• [Ejercicio]: Recopila todas las líneas del listado que contienen la palabra "bare" y cópialas sin modificarlas.

▼▼▼

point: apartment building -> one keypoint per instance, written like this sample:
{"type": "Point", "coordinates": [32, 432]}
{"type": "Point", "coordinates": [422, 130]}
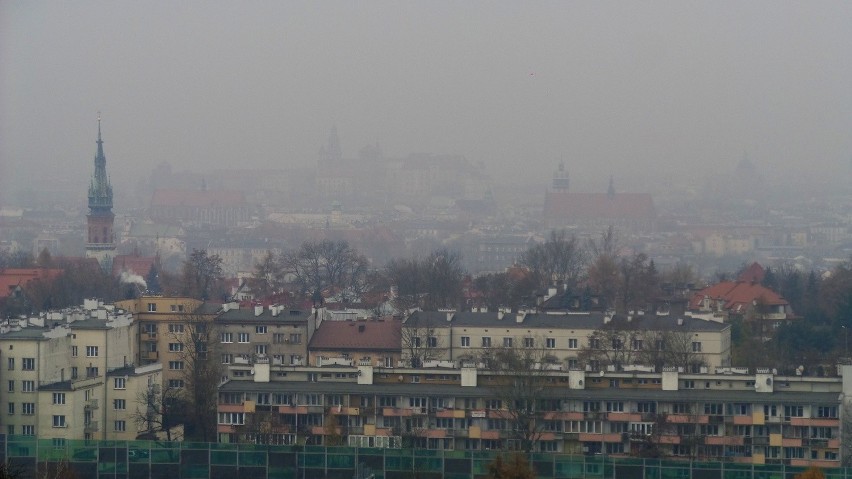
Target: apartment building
{"type": "Point", "coordinates": [70, 374]}
{"type": "Point", "coordinates": [273, 332]}
{"type": "Point", "coordinates": [165, 325]}
{"type": "Point", "coordinates": [567, 340]}
{"type": "Point", "coordinates": [751, 417]}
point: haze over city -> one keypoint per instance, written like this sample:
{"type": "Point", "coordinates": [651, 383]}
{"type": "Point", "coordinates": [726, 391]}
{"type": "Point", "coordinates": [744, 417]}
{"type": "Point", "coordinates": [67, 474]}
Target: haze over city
{"type": "Point", "coordinates": [652, 92]}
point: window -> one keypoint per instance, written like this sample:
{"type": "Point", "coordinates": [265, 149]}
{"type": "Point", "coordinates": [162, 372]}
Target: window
{"type": "Point", "coordinates": [236, 418]}
{"type": "Point", "coordinates": [793, 411]}
{"type": "Point", "coordinates": [712, 408]}
{"type": "Point", "coordinates": [827, 411]}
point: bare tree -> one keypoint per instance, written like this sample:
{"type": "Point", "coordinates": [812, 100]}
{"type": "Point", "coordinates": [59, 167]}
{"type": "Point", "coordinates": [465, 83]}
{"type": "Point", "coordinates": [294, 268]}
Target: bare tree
{"type": "Point", "coordinates": [159, 410]}
{"type": "Point", "coordinates": [201, 274]}
{"type": "Point", "coordinates": [316, 266]}
{"type": "Point", "coordinates": [263, 426]}
{"type": "Point", "coordinates": [603, 269]}
{"type": "Point", "coordinates": [559, 260]}
{"type": "Point", "coordinates": [615, 344]}
{"type": "Point", "coordinates": [419, 340]}
{"type": "Point", "coordinates": [430, 283]}
{"type": "Point", "coordinates": [521, 386]}
{"type": "Point", "coordinates": [268, 277]}
{"type": "Point", "coordinates": [201, 374]}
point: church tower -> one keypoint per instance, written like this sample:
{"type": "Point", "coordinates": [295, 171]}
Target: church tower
{"type": "Point", "coordinates": [560, 179]}
{"type": "Point", "coordinates": [100, 242]}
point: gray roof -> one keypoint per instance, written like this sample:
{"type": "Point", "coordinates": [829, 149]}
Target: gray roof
{"type": "Point", "coordinates": [246, 315]}
{"type": "Point", "coordinates": [593, 321]}
{"type": "Point", "coordinates": [90, 323]}
{"type": "Point", "coordinates": [597, 394]}
{"type": "Point", "coordinates": [28, 333]}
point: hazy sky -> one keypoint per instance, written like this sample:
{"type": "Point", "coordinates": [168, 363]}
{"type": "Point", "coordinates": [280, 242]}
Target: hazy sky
{"type": "Point", "coordinates": [675, 88]}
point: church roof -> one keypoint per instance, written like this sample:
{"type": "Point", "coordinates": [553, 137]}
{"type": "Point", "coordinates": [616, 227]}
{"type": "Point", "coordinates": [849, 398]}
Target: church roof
{"type": "Point", "coordinates": [594, 206]}
{"type": "Point", "coordinates": [198, 199]}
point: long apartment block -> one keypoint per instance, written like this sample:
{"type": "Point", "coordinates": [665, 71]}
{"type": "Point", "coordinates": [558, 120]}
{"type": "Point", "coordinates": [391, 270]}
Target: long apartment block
{"type": "Point", "coordinates": [71, 374]}
{"type": "Point", "coordinates": [755, 417]}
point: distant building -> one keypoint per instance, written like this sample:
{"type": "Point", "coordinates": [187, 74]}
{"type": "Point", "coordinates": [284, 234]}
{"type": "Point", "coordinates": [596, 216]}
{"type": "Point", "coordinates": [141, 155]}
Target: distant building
{"type": "Point", "coordinates": [214, 207]}
{"type": "Point", "coordinates": [630, 211]}
{"type": "Point", "coordinates": [100, 243]}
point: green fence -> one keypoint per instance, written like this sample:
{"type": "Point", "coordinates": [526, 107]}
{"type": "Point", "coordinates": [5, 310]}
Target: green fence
{"type": "Point", "coordinates": [192, 460]}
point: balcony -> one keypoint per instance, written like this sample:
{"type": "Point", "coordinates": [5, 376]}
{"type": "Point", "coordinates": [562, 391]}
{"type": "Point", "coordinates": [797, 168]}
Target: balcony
{"type": "Point", "coordinates": [150, 355]}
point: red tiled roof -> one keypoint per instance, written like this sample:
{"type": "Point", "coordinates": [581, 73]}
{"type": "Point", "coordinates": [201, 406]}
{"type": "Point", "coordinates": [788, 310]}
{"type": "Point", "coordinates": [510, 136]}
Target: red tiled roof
{"type": "Point", "coordinates": [738, 295]}
{"type": "Point", "coordinates": [358, 335]}
{"type": "Point", "coordinates": [753, 274]}
{"type": "Point", "coordinates": [590, 206]}
{"type": "Point", "coordinates": [197, 198]}
{"type": "Point", "coordinates": [12, 277]}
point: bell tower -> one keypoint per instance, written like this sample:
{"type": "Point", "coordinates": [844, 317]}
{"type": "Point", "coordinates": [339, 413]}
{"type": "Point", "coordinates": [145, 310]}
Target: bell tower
{"type": "Point", "coordinates": [100, 240]}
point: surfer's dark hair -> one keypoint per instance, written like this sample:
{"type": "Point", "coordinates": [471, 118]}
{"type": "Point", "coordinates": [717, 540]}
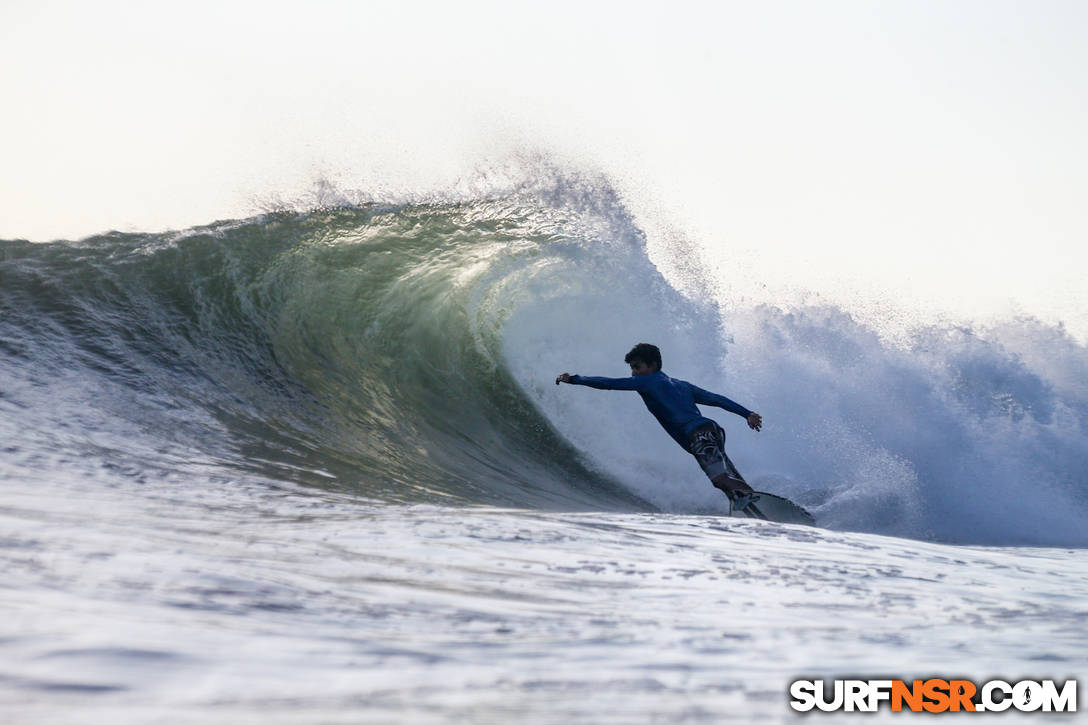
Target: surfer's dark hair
{"type": "Point", "coordinates": [644, 353]}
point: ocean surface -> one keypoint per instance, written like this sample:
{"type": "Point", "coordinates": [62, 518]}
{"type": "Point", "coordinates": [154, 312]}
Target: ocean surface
{"type": "Point", "coordinates": [312, 467]}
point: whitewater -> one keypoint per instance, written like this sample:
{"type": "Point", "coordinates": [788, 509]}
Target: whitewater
{"type": "Point", "coordinates": [312, 466]}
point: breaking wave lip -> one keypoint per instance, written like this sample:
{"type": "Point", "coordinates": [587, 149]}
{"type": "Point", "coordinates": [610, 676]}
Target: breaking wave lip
{"type": "Point", "coordinates": [405, 352]}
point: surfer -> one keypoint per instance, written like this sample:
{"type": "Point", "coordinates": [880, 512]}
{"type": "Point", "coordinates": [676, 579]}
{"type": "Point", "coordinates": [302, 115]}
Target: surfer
{"type": "Point", "coordinates": [672, 402]}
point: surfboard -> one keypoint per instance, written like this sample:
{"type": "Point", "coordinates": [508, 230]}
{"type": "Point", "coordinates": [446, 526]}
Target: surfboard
{"type": "Point", "coordinates": [770, 507]}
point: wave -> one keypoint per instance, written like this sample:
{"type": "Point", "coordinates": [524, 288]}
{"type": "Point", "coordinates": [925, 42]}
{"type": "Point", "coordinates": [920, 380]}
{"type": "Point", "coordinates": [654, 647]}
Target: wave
{"type": "Point", "coordinates": [406, 353]}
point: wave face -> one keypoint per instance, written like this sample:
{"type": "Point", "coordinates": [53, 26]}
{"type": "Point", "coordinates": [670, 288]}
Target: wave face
{"type": "Point", "coordinates": [406, 353]}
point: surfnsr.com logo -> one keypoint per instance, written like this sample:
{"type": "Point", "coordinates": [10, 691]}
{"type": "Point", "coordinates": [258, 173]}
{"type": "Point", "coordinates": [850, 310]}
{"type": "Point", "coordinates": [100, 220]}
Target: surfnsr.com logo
{"type": "Point", "coordinates": [934, 695]}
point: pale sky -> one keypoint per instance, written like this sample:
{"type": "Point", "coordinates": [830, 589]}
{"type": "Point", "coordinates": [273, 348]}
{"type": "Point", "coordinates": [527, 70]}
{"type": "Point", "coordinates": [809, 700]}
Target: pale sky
{"type": "Point", "coordinates": [925, 155]}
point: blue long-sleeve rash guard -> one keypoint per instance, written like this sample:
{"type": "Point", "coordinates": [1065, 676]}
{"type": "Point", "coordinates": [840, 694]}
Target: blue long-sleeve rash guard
{"type": "Point", "coordinates": [671, 401]}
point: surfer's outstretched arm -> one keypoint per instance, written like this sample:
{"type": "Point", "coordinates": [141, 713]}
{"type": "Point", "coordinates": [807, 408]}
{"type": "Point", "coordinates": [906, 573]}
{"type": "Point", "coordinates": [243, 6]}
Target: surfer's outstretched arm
{"type": "Point", "coordinates": [634, 382]}
{"type": "Point", "coordinates": [706, 397]}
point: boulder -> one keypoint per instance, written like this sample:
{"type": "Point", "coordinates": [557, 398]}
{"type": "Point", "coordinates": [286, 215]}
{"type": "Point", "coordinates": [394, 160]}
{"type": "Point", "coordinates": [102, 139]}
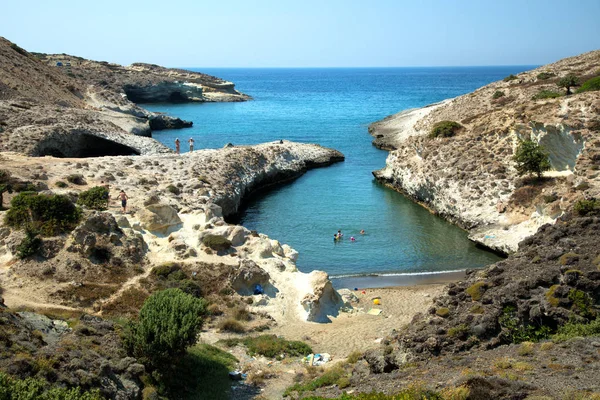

▲▲▲

• [Resultado]:
point: bare tree -> one keypoint per instance, written like this sample:
Target: bare tree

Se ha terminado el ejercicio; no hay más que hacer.